_USING THE INFORMATION_:
A) In the council report on the May 2014 international relations visit, who led the delegation of business representatives to Kunshan?
B) Pick up the council report on the May 2014 international relations visit right after its last sentence and keep writing it.

_TEXT UNDER STUDY_:
------------------------------------

1        International Relations Visit - May 2014                                                                             1

 

 

 



Policy Review Committee Meeting                                                                 11 August 2014

 

 

 

1

International Relations Visit - May 2014   

 

Compiled by:               Colin Dickson, Marketing & Events Co-ordinator

Authorised by:            Barbara Magee, Manager - Corporate Communications & Marketing

Barry Husking, Assistant General Manager and Chief Financial Officer  

 

Outcome

We can work close to home

Strategy

Diversify the region's economy and attract investment, particularly targeting new and emerging employment sectors

Service Activity

Build on our partnerships and alliances to achieve shared aspirations for the City's future

      

 

Executive Summary

At the invitation of the Mayor of Kunshan, a delegation of business representatives led by the Mayor of Penrith visited Kunshan, Peoples Republic of China in May 2014. The delegation also visited Gangseo-gu in Seoul, Korea and Xicheng District, West Beijing, Peoples Republic of China where a number of potential new business and cultural opportunities were explored and these new opportunities are now being pursued. The report recommends that the information be received.

Background

At the Ordinary Meeting of 24 March, 2014, Council was advised that an invitation had been received from the Mayor of Kunshan, People’s Republic of China to attend the China Import Expo in May 2014. The Mayor joined the delegation arranged by the Penrith Business Alliance (PBA) at their request to assist in facilitating discussions at the highest levels of government and business while the delegation was in Kunshan. The Deputy Mayor, Councillor Jim Aitken OAM also joined the delegation along with Paul Brennan, Chairman and Bijai Kumar, Chief Executive Officer of the Penrith Business Alliance.

 

In particular, the PBA were keen to explore foreign investor interest and a number of other key development opportunities on the back of the Commonwealth ‘Significant Investor Visa” (SIV) program.

------------------------------------

_DATA FOR REVIEW_:

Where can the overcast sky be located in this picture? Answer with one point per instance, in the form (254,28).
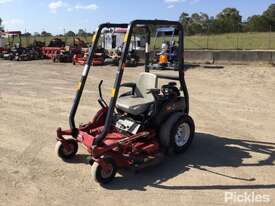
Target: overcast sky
(56,15)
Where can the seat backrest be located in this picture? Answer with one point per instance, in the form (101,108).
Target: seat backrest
(144,82)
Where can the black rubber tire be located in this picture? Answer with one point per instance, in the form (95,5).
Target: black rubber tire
(168,131)
(97,171)
(60,149)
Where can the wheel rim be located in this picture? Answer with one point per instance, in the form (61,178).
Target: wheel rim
(182,134)
(107,172)
(68,149)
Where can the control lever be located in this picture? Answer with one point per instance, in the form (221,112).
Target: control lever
(155,92)
(100,100)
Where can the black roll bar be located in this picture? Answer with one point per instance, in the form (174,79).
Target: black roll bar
(121,66)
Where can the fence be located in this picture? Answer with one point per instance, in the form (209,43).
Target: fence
(233,41)
(203,41)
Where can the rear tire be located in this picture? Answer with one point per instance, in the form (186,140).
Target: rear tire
(177,133)
(66,151)
(101,176)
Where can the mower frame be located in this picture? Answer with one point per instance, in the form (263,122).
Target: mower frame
(130,29)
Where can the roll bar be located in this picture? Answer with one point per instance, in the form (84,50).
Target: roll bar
(85,73)
(120,69)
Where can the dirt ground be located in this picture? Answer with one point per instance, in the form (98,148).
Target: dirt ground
(233,152)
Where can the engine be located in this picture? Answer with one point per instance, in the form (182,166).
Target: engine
(170,90)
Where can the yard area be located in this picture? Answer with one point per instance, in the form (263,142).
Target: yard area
(233,150)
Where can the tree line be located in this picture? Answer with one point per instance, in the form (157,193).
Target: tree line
(227,21)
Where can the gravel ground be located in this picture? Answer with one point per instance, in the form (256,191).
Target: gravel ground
(232,155)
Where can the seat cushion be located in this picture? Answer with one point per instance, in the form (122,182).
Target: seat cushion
(133,105)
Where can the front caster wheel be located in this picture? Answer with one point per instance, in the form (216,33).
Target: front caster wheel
(104,174)
(66,149)
(177,133)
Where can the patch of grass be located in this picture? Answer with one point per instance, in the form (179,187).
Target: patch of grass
(257,40)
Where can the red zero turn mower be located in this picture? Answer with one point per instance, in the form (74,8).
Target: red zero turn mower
(139,127)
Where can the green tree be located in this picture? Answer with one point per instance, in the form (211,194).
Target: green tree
(1,27)
(44,33)
(257,23)
(269,14)
(70,33)
(36,34)
(81,32)
(229,20)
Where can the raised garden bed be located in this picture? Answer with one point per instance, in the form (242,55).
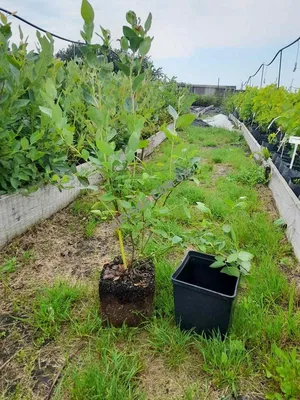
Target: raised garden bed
(286,201)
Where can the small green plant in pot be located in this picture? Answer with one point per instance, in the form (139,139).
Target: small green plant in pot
(205,286)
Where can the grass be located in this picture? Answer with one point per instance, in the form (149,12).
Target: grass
(52,307)
(114,363)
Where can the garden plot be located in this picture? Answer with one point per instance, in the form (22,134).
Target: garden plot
(53,344)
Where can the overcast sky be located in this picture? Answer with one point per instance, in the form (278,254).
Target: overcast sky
(198,41)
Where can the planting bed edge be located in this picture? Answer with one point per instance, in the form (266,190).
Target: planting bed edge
(286,201)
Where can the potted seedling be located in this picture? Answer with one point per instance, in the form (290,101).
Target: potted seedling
(294,184)
(127,283)
(205,287)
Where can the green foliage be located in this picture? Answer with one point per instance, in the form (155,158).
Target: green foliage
(208,100)
(52,307)
(50,111)
(284,369)
(225,360)
(250,176)
(9,266)
(265,104)
(107,373)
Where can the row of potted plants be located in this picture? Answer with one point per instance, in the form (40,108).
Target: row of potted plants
(272,116)
(204,285)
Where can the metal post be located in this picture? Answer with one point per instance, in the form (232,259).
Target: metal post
(279,71)
(262,75)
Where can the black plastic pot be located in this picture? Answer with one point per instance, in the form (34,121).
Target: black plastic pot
(295,187)
(203,296)
(288,173)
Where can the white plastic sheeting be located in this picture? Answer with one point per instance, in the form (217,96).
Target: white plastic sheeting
(18,213)
(219,121)
(286,201)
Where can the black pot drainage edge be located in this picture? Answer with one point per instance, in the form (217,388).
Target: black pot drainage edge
(203,296)
(295,187)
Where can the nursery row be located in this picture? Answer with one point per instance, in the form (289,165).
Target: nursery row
(53,113)
(55,341)
(272,116)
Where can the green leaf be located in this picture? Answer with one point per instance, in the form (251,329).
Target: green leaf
(14,183)
(226,228)
(133,142)
(245,256)
(280,222)
(104,147)
(36,136)
(128,32)
(246,266)
(89,98)
(124,43)
(176,239)
(202,207)
(85,154)
(170,135)
(108,197)
(232,271)
(135,42)
(128,105)
(83,180)
(130,156)
(224,358)
(68,136)
(172,112)
(131,18)
(24,143)
(187,211)
(124,204)
(148,23)
(87,12)
(232,258)
(145,46)
(21,103)
(143,143)
(56,114)
(137,81)
(163,210)
(217,264)
(123,67)
(92,60)
(185,120)
(161,233)
(46,111)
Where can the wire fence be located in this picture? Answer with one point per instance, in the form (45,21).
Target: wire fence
(263,66)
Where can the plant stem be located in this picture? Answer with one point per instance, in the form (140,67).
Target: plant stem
(171,158)
(122,248)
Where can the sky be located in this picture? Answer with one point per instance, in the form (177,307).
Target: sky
(198,41)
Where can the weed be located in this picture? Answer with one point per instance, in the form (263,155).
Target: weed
(168,340)
(107,374)
(52,307)
(90,227)
(250,176)
(9,266)
(225,360)
(284,369)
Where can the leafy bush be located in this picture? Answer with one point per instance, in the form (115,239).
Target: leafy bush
(284,369)
(46,115)
(208,100)
(251,176)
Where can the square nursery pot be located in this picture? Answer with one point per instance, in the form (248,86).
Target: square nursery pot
(126,296)
(203,296)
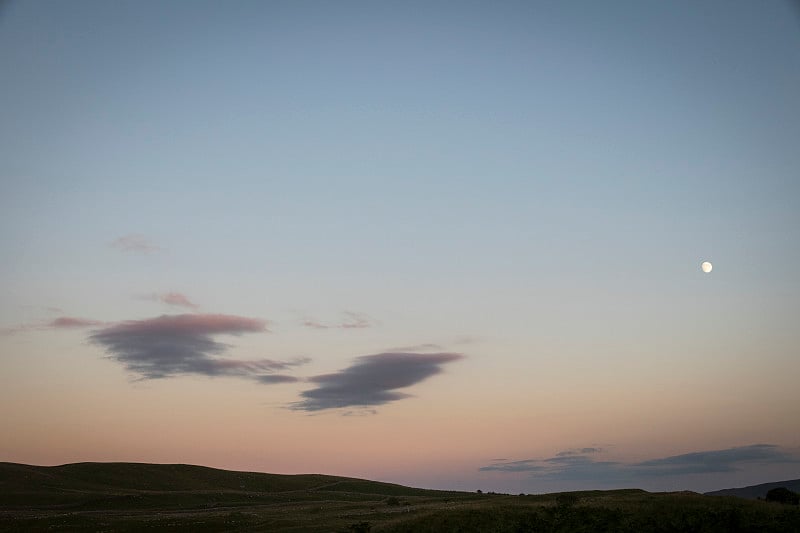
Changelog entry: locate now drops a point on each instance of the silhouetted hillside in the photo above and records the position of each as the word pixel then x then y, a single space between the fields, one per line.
pixel 117 497
pixel 757 491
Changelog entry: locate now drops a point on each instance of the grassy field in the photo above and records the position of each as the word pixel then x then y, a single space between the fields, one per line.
pixel 145 497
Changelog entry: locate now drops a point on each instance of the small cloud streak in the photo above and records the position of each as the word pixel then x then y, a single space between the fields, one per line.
pixel 73 322
pixel 172 345
pixel 372 380
pixel 135 242
pixel 64 322
pixel 175 299
pixel 579 465
pixel 349 320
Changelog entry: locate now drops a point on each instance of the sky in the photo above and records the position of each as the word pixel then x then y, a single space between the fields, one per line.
pixel 451 245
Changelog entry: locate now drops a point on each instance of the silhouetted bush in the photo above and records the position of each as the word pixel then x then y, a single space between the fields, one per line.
pixel 783 495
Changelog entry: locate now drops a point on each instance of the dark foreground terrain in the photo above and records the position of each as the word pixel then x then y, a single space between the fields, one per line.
pixel 145 497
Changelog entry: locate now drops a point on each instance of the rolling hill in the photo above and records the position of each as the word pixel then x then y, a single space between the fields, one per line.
pixel 757 491
pixel 116 497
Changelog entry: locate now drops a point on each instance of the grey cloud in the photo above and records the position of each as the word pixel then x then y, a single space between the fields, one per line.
pixel 270 379
pixel 349 320
pixel 579 464
pixel 134 243
pixel 579 451
pixel 728 460
pixel 372 380
pixel 168 346
pixel 526 465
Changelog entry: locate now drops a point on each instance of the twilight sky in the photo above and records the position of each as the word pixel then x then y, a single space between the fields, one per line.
pixel 445 244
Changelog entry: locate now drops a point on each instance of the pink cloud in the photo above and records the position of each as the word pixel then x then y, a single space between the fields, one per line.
pixel 188 324
pixel 175 299
pixel 135 243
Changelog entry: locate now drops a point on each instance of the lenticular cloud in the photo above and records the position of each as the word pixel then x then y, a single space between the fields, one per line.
pixel 373 380
pixel 168 346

------------------------------------

_ANSWERS FOR THE EXERCISE_:
A) The Mayor of Penrith.

B)
 

The delegation consisted of a number of other high profile businesses and institutions who participated at their own cost and their participation was facilitated by the Penrith Business Alliance. The business representatives consisted of:

 

George Rabie OAM, Managing Director, Little & Rabie Better Home Living and PBA Board Member

Josh Vrsaljko, Founder, Dual Homes

John Vassallo, Chief Executive Officer, EJC Corporate Services Pty Ltd, the Property Development arm of the Baiada Group

Whitney Rousham, Director, WSI Business TAFE NSW, Western Sydney Institute and PBA Board Member

Sylvia Xu, International Regional Coordinator from the University of Western Sydney (for the China Import Expo component).

 

Council officers who participated in the delegation were Barry Husking, Assistant General Manager and Chief Financial Officer and Stacey Rossetto, City Marketing Officer. Additionally, Nicole Evans, Marketing Officer at the PBA also attended the China Import Expo component.

 

Current Situation

Gangseo gu, Republic of Korea

On route to Kunshan, the delegation visited Gangseo-gu, Seoul, Korea with whom a Mutual Co-operation Agreement was signed between Penrith City and Gangseo-gu in 1994. The Agreement is business oriented and based on the pursuit of mutual economic benefit.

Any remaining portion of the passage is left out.